• **YOUR INSTRUCTIONS**
Write out the records below word for word, please.

+ + + + + + +

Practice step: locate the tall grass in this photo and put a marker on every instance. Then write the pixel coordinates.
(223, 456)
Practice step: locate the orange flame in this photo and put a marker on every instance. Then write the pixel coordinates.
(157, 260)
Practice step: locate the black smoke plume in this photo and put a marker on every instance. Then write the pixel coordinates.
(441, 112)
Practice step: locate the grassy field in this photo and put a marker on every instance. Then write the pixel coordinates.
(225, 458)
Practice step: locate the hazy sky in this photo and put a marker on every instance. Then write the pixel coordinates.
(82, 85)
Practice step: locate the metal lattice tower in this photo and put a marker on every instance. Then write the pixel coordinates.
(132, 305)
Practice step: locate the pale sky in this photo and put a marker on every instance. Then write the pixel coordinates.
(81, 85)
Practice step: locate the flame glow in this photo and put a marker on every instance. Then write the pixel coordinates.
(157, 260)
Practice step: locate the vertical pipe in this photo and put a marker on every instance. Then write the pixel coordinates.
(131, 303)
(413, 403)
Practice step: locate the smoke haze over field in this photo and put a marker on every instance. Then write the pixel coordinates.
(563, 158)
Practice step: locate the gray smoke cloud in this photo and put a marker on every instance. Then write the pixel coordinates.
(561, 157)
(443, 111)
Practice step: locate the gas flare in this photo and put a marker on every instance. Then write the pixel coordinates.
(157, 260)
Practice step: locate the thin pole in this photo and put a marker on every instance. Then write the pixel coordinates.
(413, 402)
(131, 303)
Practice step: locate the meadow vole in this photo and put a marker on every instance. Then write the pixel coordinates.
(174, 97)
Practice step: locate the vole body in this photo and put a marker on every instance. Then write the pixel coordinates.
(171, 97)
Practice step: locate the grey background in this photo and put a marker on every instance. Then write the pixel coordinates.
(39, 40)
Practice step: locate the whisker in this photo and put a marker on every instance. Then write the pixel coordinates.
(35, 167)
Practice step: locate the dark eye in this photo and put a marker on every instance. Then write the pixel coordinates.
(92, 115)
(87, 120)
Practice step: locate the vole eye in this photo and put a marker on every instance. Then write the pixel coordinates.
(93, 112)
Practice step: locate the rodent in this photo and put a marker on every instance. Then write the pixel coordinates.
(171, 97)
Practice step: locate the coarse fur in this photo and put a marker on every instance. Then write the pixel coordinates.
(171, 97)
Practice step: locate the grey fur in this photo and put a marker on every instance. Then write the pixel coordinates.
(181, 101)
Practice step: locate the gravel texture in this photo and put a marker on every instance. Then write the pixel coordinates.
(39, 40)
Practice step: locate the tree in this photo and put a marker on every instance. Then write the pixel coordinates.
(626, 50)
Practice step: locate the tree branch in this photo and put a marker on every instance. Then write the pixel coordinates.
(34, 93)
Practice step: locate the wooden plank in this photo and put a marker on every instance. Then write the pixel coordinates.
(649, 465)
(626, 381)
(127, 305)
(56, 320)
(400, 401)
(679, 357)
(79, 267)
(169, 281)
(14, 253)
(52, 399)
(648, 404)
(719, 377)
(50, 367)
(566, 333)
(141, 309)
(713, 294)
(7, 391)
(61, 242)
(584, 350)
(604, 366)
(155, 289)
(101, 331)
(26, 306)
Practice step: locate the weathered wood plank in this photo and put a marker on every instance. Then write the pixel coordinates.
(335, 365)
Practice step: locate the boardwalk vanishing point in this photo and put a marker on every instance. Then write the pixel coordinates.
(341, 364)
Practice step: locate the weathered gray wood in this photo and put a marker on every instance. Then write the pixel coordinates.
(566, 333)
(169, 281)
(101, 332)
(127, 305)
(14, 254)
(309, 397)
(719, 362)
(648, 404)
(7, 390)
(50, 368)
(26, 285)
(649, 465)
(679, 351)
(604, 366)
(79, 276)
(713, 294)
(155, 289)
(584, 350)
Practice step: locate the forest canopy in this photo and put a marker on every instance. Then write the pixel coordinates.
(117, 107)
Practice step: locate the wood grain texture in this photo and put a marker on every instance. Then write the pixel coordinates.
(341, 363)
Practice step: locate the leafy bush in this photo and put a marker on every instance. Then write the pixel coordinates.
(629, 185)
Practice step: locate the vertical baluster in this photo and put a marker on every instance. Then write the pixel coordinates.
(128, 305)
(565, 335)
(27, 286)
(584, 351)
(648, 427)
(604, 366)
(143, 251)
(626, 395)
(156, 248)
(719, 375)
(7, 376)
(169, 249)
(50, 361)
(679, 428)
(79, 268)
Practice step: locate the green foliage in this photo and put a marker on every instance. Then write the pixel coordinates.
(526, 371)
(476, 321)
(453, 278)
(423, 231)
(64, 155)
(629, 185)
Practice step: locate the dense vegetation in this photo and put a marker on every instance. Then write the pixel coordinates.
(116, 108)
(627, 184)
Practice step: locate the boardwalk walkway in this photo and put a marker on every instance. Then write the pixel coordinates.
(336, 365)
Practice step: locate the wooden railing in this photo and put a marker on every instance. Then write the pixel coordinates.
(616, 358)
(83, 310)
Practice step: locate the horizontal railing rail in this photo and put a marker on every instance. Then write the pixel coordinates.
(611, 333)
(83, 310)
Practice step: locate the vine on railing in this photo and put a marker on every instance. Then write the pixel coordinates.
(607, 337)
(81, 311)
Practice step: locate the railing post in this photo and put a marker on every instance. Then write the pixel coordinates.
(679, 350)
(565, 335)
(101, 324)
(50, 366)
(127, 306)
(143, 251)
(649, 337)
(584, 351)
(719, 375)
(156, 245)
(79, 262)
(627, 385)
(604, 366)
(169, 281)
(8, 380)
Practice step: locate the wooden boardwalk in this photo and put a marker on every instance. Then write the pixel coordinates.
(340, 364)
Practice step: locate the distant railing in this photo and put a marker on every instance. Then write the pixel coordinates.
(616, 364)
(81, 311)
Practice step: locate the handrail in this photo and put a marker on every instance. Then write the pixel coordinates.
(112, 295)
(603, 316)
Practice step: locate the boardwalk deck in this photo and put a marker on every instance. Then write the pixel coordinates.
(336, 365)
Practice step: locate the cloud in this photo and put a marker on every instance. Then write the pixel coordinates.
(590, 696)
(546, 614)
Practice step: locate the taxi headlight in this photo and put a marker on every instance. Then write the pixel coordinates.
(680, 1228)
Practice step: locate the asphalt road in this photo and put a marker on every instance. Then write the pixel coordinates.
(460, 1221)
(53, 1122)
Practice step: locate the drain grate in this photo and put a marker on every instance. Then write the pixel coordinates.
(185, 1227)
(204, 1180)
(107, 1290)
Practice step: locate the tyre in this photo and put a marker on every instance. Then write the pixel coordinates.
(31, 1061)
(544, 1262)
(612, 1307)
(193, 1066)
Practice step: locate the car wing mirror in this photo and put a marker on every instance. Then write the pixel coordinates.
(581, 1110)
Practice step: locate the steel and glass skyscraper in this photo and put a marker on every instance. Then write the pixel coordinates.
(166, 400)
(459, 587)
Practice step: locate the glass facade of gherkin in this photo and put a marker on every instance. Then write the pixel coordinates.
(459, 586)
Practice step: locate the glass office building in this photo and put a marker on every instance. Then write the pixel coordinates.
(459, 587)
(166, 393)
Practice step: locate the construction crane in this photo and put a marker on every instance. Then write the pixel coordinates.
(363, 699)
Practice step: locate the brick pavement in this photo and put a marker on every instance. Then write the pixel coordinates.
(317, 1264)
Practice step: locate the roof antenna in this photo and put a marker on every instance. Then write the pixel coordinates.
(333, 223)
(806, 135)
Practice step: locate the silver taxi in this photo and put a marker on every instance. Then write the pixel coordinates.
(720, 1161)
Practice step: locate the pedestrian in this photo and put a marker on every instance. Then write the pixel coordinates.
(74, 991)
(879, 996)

+ + + + + + +

• **ANSWER TO THE TASK**
Practice step: locate the tall grass in this photo and put a marker on every instance. Then write the pixel coordinates.
(223, 456)
Practice step: locate the orange flame in this photo and put a marker on every instance. Then write the pixel coordinates.
(157, 260)
Practice step: locate the black smoke plume in this photo and put a marker on every instance. Then write the pixel coordinates.
(441, 112)
Practice step: locate the grassy field in this photo and put a marker on every instance. Then write the pixel coordinates.
(225, 458)
Practice step: locate the hazy sky in this photo and put a marker on every instance. Then write the pixel coordinates.
(82, 85)
Practice step: locate the metal lattice tower in this photo and put a marker on every instance. Then write the pixel coordinates.
(132, 305)
Practice step: locate the pale sky in this photo and put a marker on every instance. Then write the pixel coordinates.
(81, 85)
Practice step: locate the flame glow in this photo and put a marker on every instance. Then write the pixel coordinates.
(157, 260)
Practice step: locate the vertical pipe in this photo and put a marker on every instance. Then write the pixel coordinates.
(131, 303)
(413, 403)
Practice step: locate the smoke haze over field in this photo and put a marker on every instance. Then write the pixel coordinates.
(563, 158)
Practice step: locate the gray smoke cloud in this photo and put a marker on every instance. Then write the pixel coordinates.
(561, 157)
(443, 111)
Practice step: locate the gas flare in this photo and put a marker on every instance. Then write the pixel coordinates.
(157, 260)
Practice step: locate the thin pole in this photo and put a marker on every instance. Then write the pixel coordinates.
(413, 402)
(131, 303)
Practice step: locate the meadow vole in this photo and put a marker on every instance. Then write the pixel coordinates.
(174, 97)
Practice step: locate the vole body in this photo and put a marker on every instance. Then write the pixel coordinates.
(171, 97)
Practice step: locate the grey background in this photo and put a marker on every instance. Then write the pixel coordinates.
(39, 40)
Practice step: locate the whisker in this photo and put a marker on every instance. Then write the pixel coordinates.
(35, 167)
Practice step: locate the dark eye in this photo and put a marker on every instance. Then write the pixel coordinates.
(92, 115)
(87, 120)
Practice step: locate the vole eye in this photo and put a marker on every instance. Then write the pixel coordinates.
(93, 112)
Practice step: locate the rodent in this photo and put a marker on every instance. Then write the pixel coordinates.
(171, 97)
Practice step: locate the coarse fur in this photo and put a marker on every instance. Then write the pixel coordinates.
(171, 97)
Practice step: locate the grey fur in this photo and put a marker on every instance. Then write the pixel coordinates.
(181, 101)
Practice step: locate the gravel texture in this photo and put a marker on every instance. Then write the pixel coordinates.
(39, 40)
Practice step: locate the tree in this photo and put a marker on every instance. Then write the pixel coordinates.
(626, 50)
Practice step: locate the tree branch in this photo and put a marker on every instance. Then write the pixel coordinates.
(34, 93)
Practice step: locate the wooden plank in this photo and put a marker on every instance. Then write the pixel coordinates.
(649, 465)
(626, 381)
(127, 305)
(56, 320)
(400, 401)
(679, 357)
(79, 267)
(169, 281)
(14, 253)
(52, 399)
(648, 404)
(719, 377)
(50, 367)
(566, 333)
(141, 309)
(713, 294)
(7, 391)
(61, 242)
(584, 350)
(604, 366)
(155, 289)
(101, 331)
(26, 306)
Practice step: locate the weathered wood plank in this photo and put a marker on every instance. Then write the pixel coordinates.
(335, 365)
Practice step: locate the boardwalk vanishing point in this photo and put a marker on every instance. Then write the pixel coordinates.
(341, 364)
Practice step: locate the weathered gray wood in this photo and put a marker on every instance. Then write the pixel coordinates.
(566, 333)
(169, 281)
(101, 332)
(127, 305)
(14, 254)
(309, 397)
(719, 362)
(648, 404)
(7, 390)
(50, 368)
(26, 285)
(649, 465)
(679, 351)
(604, 366)
(79, 276)
(713, 294)
(155, 289)
(584, 350)
Practice step: locate the forest canopy in this photo and put a marker on every instance. Then write the pixel coordinates.
(117, 107)
Practice step: locate the wood grain texture in this photo and put a marker on every instance. Then write the pixel coordinates.
(341, 363)
Practice step: locate the leafy bush in this photo and put a marker on every instance. Then write the pixel coordinates.
(629, 185)
Practice step: locate the vertical baluster in this photo and put a marker on every instance. Then write the pixel coordinates.
(128, 305)
(565, 335)
(27, 286)
(584, 351)
(648, 427)
(604, 366)
(143, 251)
(626, 395)
(156, 248)
(719, 375)
(7, 376)
(169, 249)
(50, 361)
(679, 428)
(79, 268)
Practice step: locate the green foliage in this photo and put a marker on every instance. Then write the pixel coordinates.
(526, 371)
(476, 321)
(453, 278)
(423, 231)
(64, 155)
(629, 185)
Practice step: locate the dense vegetation in this photo and put a marker on every instance. Then write the pixel coordinates.
(116, 108)
(627, 184)
Practice step: locate the boardwalk walkway in this photo and put a marker on every instance. Then write the pixel coordinates.
(336, 365)
Practice step: locate the wooden railing in this photo and put a marker on every instance. Then write the pixel coordinates.
(616, 358)
(83, 310)
Practice step: locate the horizontal railing rail in this photo and put a marker on every instance. Then write the pixel coordinates.
(611, 333)
(83, 310)
Practice step: locate the vine on railing in this photo and put a marker on every instance. Then write the pixel coordinates.
(607, 337)
(81, 311)
Practice step: locate the railing post in this photo and put a marker on every instance. Then write the pixel coordinates.
(679, 350)
(565, 335)
(101, 324)
(50, 366)
(127, 306)
(143, 251)
(649, 337)
(584, 351)
(719, 375)
(156, 245)
(79, 262)
(627, 385)
(604, 366)
(169, 281)
(8, 380)
Practice step: locate the wooden boardwalk in this photo and put a marker on every instance. Then write the pixel coordinates.
(340, 364)
Practice step: locate the distant railing in this photo and put a marker on every instance. Then write the pixel coordinates.
(616, 364)
(81, 311)
Practice step: locate the handrail in this photo and put a marker on every instance. Then write the pixel coordinates.
(112, 295)
(603, 316)
Practice step: locate the boardwalk deck in this photo and put a marker on every instance. Then write the pixel coordinates.
(336, 365)
Practice step: locate the cloud in this photo and put a marker on every instance. Then write the pixel coordinates.
(590, 696)
(546, 614)
Practice step: locate the taxi headlight in this photo and put a marker on every instance. Then write the pixel coordinates.
(680, 1228)
Practice step: locate the asphalt road in this photo and put a marker on every instance. Then write the pixel coordinates.
(460, 1221)
(53, 1122)
Practice step: locate the drain grate in this photo and put a marker on every instance. Then write the pixel coordinates.
(185, 1227)
(204, 1180)
(107, 1290)
Practice step: locate the tyre in this photo and put a marker on every instance. Then write the pixel coordinates.
(31, 1061)
(544, 1262)
(612, 1307)
(193, 1066)
Practice step: locate the car wing mirror in this photo and put a marker on every instance. Then write the pixel coordinates.
(581, 1110)
Practice step: locate the steel and glass skyscraper in this photo and put a marker on every instance. Then write the pixel coordinates.
(166, 400)
(459, 587)
Practice step: locate the glass facade of gherkin in this photo and put a marker on every instance. Then write the pixel coordinates.
(459, 586)
Practice step: locate the glass office building in this photo and put a marker on every instance. Then write the pixel coordinates.
(459, 587)
(166, 393)
Practice step: locate the construction crane in this photo and put a marker on every instance. Then write the pixel coordinates.
(363, 699)
Practice step: locate the brick pavement in this photo and put a marker on every instance. Then write the pixel coordinates.
(317, 1264)
Practice step: locate the roof antenna in this photo and put a marker on every instance. Then write the pixel coordinates.
(333, 223)
(806, 135)
Practice step: locate the silver taxi in this photo and put a marker on every instance. Then write the pixel coordinates.
(720, 1161)
Practice step: locate the pedestrian in this photo and put a marker on every instance. Then write the pixel coordinates.
(74, 991)
(879, 996)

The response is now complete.